**Tarefas:**
a – Segundo o texto sobre a banda O Estrangeiro, em que cidade a banda começou?
b – Reescreva de forma mais curta o parágrafo do texto sobre a banda O Estrangeiro que começa com "Como boa parte das bandas", mantendo os fatos principais.

**Texto extraído:**
━━━━━━━━

Como boa parte das bandas, O Estrangeiro teve início ainda no ensino médio através de amigos com gostos em comum e a inquietação típica da idade. O gosto pela leitura (o nome da banda e do disco tem influência da obra de Albert Camus) e escrita já existia e montar uma banda para expor foi natural. Na cidade de Lins, interior de São Paulo, o começo se deu com Nathã Henrique e Hugo Manoel. Ambos compõem, cantam e tocam guitarra. Completam a banda Rodrigo Cesar Tadei (baixo, teclado, voz) e Gardy Erikson (bateria).
Batemos um papo com Nathã sobre o início, as composições, influências e ser músico independente no atual momento do Brasil.
O Inimigo — Me fala sobre o começo da banda.

━━━━━━━━

**Informações fornecidas:**
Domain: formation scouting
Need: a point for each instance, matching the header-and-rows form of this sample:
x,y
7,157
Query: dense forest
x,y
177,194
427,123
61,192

━━━━━━━━

**Respostas por tarefa:**
a – Em Lins, no interior de São Paulo.

b – O Estrangeiro surgiu no ensino médio, entre amigos com gostos em comum e o hábito de ler e escrever. O nome da banda e do disco é influenciado pela obra de Albert Camus. A banda começou em Lins, no interior de São Paulo, com Nathã Henrique e Hugo Manoel, que compõem, cantam e tocam guitarra. Rodrigo Cesar Tadei (baixo, teclado, voz) e Gardy Erikson (bateria) completam a formação.